### Your objective:
From the listing below, pull each line that includes "order".

# # # # #

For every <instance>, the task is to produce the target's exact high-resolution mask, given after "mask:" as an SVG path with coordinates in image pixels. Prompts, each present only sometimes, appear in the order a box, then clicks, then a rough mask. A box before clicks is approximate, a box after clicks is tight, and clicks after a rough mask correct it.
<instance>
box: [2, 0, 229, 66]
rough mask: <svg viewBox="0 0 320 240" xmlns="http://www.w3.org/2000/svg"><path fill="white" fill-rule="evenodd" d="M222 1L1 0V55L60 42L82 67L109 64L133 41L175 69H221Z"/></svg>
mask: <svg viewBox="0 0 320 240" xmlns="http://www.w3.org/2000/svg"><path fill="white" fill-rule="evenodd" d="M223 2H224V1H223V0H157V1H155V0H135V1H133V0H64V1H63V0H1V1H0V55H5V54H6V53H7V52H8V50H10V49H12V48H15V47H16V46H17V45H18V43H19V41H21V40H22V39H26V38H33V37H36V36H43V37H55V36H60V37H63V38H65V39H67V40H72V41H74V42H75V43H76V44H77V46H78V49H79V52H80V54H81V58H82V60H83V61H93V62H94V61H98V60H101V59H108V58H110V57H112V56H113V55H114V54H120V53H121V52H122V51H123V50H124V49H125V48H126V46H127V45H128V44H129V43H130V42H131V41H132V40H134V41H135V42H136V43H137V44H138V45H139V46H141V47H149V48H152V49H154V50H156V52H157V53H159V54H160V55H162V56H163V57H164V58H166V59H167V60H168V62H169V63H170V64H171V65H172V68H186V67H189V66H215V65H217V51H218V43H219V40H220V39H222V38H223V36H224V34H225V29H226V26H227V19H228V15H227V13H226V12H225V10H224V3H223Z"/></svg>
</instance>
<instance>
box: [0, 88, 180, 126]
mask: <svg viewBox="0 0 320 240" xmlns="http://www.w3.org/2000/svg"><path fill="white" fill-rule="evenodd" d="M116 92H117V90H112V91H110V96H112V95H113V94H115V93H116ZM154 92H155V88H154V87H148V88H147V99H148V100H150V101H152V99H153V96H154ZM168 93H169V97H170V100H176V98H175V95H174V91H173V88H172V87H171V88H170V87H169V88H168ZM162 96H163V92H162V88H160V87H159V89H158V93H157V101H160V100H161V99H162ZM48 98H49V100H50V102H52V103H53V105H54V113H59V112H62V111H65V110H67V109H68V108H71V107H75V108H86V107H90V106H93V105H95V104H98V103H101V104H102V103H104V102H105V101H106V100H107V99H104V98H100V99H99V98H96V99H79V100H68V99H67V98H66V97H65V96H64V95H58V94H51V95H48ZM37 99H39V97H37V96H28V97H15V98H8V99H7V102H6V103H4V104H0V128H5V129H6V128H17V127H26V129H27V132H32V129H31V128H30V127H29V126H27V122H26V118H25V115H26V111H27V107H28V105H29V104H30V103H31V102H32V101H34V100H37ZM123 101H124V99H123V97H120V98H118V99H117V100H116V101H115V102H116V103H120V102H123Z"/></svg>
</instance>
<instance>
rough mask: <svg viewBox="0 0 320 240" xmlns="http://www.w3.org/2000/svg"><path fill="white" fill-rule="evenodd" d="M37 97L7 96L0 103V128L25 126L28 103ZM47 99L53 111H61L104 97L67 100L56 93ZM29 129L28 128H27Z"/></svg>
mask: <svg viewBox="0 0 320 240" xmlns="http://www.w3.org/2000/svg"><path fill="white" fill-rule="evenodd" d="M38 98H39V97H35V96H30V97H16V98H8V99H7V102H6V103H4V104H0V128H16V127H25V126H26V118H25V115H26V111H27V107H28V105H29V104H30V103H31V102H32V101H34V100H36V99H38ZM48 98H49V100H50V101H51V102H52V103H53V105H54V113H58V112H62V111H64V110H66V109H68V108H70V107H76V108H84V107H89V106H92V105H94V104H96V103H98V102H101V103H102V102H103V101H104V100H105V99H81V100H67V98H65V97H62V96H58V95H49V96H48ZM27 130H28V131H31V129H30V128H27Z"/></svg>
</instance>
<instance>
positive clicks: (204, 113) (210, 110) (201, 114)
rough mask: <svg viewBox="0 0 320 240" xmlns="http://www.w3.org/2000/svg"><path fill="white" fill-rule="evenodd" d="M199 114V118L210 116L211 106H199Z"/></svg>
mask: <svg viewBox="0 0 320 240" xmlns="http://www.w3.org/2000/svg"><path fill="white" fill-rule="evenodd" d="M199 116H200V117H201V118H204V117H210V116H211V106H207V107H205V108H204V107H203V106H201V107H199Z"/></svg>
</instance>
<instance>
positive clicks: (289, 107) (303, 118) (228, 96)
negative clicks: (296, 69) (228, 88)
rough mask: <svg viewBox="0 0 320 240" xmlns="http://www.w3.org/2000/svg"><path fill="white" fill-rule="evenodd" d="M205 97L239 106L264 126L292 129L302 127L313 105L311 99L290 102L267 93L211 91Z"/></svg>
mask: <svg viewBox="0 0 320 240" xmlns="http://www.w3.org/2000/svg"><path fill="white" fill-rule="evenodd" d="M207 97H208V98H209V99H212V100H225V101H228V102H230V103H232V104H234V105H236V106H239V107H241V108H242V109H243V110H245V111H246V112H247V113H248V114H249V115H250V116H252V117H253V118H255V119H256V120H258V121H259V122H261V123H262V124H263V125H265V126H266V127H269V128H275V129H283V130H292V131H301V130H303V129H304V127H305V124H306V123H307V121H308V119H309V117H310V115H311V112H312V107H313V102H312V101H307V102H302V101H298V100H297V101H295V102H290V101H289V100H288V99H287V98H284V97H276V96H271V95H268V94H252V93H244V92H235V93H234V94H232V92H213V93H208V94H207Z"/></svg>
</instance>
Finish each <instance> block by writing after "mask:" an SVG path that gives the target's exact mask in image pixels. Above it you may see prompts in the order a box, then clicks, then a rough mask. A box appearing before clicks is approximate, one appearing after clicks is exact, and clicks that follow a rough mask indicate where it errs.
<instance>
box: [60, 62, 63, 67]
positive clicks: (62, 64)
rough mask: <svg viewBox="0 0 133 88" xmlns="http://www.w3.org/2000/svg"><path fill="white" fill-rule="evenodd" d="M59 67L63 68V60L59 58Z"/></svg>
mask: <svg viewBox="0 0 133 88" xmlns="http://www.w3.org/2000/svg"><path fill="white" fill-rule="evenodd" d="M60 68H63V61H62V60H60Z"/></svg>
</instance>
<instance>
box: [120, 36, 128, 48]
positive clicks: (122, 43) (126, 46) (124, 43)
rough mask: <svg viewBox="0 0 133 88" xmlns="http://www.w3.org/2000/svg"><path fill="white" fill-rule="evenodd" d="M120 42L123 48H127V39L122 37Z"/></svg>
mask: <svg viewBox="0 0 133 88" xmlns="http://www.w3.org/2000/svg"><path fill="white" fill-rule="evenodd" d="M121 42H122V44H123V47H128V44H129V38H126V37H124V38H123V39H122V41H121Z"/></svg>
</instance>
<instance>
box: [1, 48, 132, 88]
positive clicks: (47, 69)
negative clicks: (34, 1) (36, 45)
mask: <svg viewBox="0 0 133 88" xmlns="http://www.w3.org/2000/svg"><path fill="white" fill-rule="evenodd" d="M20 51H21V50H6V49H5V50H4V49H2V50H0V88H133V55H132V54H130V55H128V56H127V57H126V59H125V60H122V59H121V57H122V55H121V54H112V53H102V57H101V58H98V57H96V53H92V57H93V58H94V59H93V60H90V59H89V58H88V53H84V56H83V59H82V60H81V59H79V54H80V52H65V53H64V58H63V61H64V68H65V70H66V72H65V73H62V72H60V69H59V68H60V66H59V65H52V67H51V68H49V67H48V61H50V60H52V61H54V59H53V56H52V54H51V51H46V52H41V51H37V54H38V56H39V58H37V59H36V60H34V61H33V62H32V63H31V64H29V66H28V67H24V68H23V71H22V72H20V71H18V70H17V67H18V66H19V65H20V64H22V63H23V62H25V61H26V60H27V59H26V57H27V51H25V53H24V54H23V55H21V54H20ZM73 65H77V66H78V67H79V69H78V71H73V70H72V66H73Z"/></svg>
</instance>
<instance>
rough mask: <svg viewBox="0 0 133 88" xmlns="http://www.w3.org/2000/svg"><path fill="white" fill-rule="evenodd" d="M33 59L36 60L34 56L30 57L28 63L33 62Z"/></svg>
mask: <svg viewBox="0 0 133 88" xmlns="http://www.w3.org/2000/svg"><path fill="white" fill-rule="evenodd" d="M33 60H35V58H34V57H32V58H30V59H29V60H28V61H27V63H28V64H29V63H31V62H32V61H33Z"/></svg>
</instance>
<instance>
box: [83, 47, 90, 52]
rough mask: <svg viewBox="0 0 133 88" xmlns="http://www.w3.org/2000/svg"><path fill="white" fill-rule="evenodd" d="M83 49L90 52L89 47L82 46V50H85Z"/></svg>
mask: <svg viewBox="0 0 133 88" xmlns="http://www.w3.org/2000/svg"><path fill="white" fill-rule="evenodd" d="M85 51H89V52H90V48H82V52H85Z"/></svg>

# # # # #

### Worked solution:
For every <instance>, the task is to produce the target's exact high-resolution mask, given after "mask:" as an SVG path with coordinates in image pixels. Prompts, each present only sometimes, appear in the order a box, then clicks, then a rough mask. A box before clicks is approximate, a box after clicks is tight, and clicks after a rough mask correct it.
Finish each <instance> block by writing after "mask:" an SVG path that gives the target's exact mask in image pixels. Above it you may see prompts in the order a box, then clicks, then a rough mask. A box appearing before clicks is approximate, one appearing after clicks is exact, and clicks that follow a rough mask indicate where it errs.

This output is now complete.